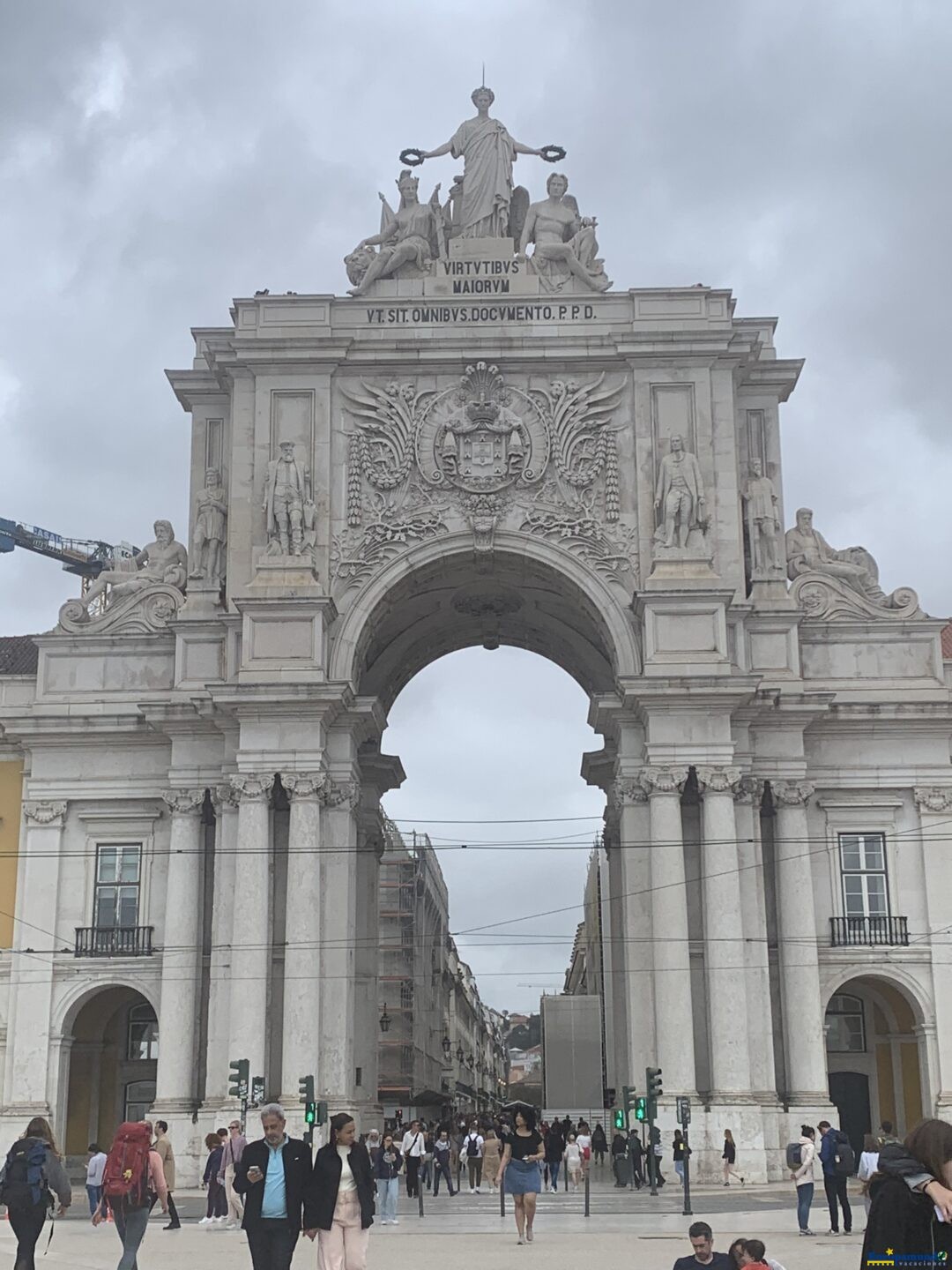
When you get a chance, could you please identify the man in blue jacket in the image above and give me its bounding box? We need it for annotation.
[816,1120,853,1235]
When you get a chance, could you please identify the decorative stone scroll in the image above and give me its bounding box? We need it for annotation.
[697,767,740,795]
[785,507,923,621]
[23,799,66,826]
[331,362,637,586]
[912,785,952,811]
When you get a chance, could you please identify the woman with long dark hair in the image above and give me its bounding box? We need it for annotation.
[860,1120,952,1265]
[314,1111,375,1270]
[4,1117,72,1270]
[502,1108,546,1244]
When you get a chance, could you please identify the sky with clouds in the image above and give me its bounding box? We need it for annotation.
[0,0,952,1008]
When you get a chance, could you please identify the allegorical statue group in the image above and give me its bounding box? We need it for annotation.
[344,85,612,296]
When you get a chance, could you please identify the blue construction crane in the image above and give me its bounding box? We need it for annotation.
[0,516,138,588]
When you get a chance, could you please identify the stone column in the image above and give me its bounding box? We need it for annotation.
[317,780,361,1114]
[228,773,274,1094]
[280,773,328,1107]
[205,785,238,1111]
[4,799,66,1117]
[642,767,695,1096]
[733,776,777,1110]
[697,767,750,1102]
[153,788,205,1115]
[914,786,952,1120]
[770,781,830,1109]
[608,777,655,1088]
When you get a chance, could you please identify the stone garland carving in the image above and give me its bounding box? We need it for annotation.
[770,781,816,806]
[637,766,689,796]
[912,785,952,811]
[785,507,923,621]
[331,362,637,586]
[23,799,66,826]
[697,767,740,795]
[228,773,274,803]
[161,788,205,815]
[60,520,188,635]
[190,467,228,586]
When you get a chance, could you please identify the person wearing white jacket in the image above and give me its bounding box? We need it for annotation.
[790,1124,816,1235]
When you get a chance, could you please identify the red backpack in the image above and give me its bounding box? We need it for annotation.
[103,1123,152,1207]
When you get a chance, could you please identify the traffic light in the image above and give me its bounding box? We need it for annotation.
[228,1058,251,1099]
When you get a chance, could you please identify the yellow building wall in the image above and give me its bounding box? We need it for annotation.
[0,761,23,949]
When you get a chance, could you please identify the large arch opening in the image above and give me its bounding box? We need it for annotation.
[63,984,159,1160]
[824,973,926,1151]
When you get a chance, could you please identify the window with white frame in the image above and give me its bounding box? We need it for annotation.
[93,843,142,930]
[839,833,889,918]
[825,992,866,1054]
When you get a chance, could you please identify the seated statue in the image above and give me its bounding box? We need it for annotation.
[344,169,443,296]
[785,507,889,606]
[80,520,188,609]
[519,171,612,291]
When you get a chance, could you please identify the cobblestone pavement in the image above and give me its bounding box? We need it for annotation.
[0,1185,863,1270]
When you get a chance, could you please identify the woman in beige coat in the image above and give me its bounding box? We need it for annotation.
[482,1129,502,1195]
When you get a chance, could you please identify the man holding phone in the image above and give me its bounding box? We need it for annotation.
[234,1102,317,1270]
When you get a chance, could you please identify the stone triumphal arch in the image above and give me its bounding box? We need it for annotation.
[3,93,952,1177]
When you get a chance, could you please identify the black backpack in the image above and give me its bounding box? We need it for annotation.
[0,1138,53,1207]
[833,1129,856,1177]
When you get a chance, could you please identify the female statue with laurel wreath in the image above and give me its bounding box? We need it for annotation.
[400,85,565,237]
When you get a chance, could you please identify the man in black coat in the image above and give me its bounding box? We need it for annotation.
[234,1102,317,1270]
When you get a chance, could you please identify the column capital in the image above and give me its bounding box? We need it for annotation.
[161,788,205,815]
[638,766,689,796]
[318,776,361,811]
[278,771,330,803]
[912,785,952,811]
[770,781,816,806]
[697,767,740,794]
[606,774,647,811]
[23,799,66,829]
[228,773,274,804]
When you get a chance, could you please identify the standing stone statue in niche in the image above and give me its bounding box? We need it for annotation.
[78,520,188,611]
[400,85,565,237]
[519,171,612,291]
[655,437,704,548]
[190,467,228,586]
[344,171,445,296]
[744,459,783,575]
[264,441,315,555]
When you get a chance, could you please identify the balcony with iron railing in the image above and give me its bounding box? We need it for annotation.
[74,926,155,956]
[830,917,909,949]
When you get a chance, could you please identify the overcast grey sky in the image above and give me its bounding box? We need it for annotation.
[0,0,952,1008]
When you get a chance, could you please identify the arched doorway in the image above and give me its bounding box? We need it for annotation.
[825,974,926,1152]
[63,985,159,1157]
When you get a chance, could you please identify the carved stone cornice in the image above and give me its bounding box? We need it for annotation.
[23,799,66,828]
[697,767,740,794]
[733,776,764,806]
[228,773,274,804]
[278,773,330,803]
[770,781,816,806]
[318,777,361,811]
[912,785,952,811]
[638,766,689,797]
[161,788,205,815]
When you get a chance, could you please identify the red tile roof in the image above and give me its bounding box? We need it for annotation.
[0,635,40,675]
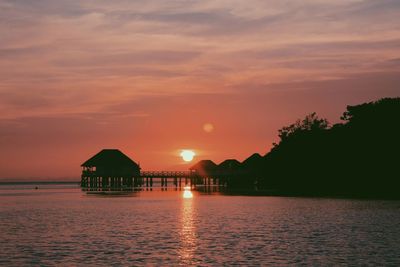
☆ ☆ ☆
WHAT THE EXERCISE ASKS: Recast the part of the material above that opens with the line containing "When you get a chance, could you please identify the arched" and closes with the line containing "[63,985,159,1157]" as a numbered list, leaving out blank lines.

EXPECTED ANSWER:
1. When you get a chance, could you please identify the arched doorway in the image above and give me its bounding box? We need it for annotation.
2. [825,974,926,1152]
3. [63,985,159,1157]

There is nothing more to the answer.